--- Start of Records for the exercise ---

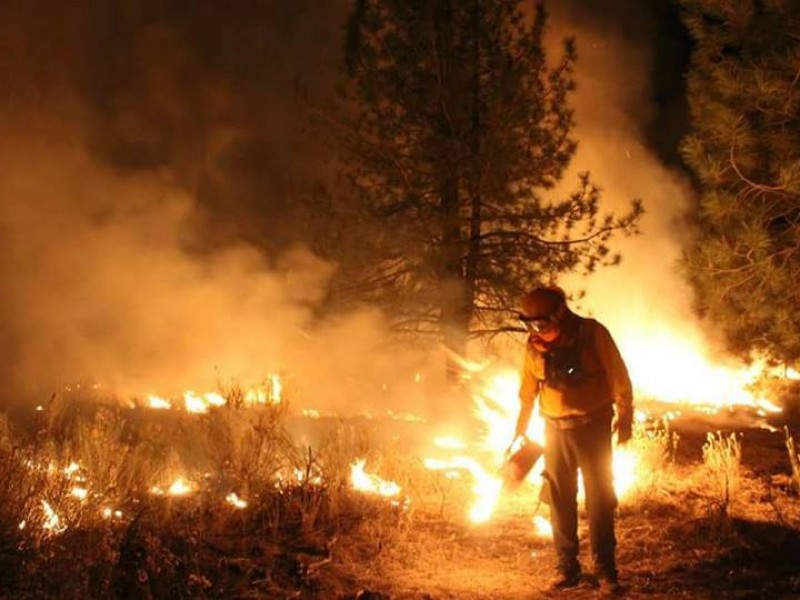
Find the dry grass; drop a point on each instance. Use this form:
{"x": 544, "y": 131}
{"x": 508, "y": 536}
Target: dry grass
{"x": 305, "y": 534}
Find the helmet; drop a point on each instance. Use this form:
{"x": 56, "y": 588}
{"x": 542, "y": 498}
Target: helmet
{"x": 542, "y": 302}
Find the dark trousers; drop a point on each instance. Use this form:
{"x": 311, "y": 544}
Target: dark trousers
{"x": 585, "y": 446}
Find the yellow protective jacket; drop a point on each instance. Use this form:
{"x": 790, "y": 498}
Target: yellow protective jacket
{"x": 603, "y": 377}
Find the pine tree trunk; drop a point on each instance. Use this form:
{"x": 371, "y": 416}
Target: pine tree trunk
{"x": 455, "y": 305}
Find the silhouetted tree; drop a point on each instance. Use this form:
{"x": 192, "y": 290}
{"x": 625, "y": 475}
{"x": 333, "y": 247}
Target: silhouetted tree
{"x": 744, "y": 148}
{"x": 458, "y": 124}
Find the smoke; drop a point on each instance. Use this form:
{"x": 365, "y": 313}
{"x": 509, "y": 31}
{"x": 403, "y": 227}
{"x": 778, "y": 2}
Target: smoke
{"x": 118, "y": 146}
{"x": 628, "y": 126}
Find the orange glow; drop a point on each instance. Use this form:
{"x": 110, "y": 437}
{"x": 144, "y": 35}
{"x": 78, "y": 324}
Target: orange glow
{"x": 235, "y": 501}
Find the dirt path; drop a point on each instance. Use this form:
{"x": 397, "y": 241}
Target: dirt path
{"x": 673, "y": 543}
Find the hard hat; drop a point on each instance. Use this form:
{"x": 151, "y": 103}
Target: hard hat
{"x": 542, "y": 302}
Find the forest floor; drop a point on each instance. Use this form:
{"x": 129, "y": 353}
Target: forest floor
{"x": 719, "y": 523}
{"x": 677, "y": 542}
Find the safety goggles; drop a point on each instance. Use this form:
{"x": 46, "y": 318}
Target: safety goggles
{"x": 540, "y": 325}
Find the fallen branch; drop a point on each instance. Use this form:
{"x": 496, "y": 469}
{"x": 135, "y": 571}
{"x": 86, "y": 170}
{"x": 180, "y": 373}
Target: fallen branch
{"x": 793, "y": 459}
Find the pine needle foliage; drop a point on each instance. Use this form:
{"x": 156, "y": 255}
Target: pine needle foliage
{"x": 459, "y": 127}
{"x": 744, "y": 149}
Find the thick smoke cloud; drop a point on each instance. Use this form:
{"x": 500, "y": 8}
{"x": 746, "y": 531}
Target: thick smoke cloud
{"x": 151, "y": 156}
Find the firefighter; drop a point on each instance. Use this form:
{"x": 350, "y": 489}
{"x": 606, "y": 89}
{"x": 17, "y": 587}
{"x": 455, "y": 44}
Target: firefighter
{"x": 574, "y": 368}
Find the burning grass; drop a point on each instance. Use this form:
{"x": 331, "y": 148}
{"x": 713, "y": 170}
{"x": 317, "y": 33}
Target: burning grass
{"x": 101, "y": 500}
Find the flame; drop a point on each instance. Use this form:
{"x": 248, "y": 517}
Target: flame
{"x": 372, "y": 484}
{"x": 235, "y": 501}
{"x": 179, "y": 488}
{"x": 676, "y": 369}
{"x": 79, "y": 492}
{"x": 158, "y": 403}
{"x": 52, "y": 521}
{"x": 450, "y": 443}
{"x": 201, "y": 403}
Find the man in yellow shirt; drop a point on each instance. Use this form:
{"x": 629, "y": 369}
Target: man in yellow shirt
{"x": 574, "y": 368}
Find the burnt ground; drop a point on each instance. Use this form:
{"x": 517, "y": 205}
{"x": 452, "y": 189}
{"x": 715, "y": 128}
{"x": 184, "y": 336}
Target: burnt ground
{"x": 677, "y": 540}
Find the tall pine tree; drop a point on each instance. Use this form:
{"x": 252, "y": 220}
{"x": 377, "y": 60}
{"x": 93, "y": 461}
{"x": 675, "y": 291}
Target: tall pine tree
{"x": 744, "y": 148}
{"x": 458, "y": 125}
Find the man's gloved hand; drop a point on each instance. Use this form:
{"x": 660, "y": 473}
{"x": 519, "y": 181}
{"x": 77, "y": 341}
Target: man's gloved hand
{"x": 517, "y": 443}
{"x": 623, "y": 426}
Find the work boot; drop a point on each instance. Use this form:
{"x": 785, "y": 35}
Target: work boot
{"x": 566, "y": 580}
{"x": 608, "y": 584}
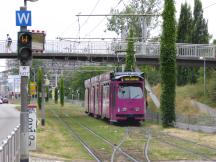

--- End of Records for the exercise ---

**Work to complete:**
Display each line of the records that contains the word "helmet", matching case.

**Expected output:**
Find the helmet; drop a point on each instance. Use this form:
Target: helmet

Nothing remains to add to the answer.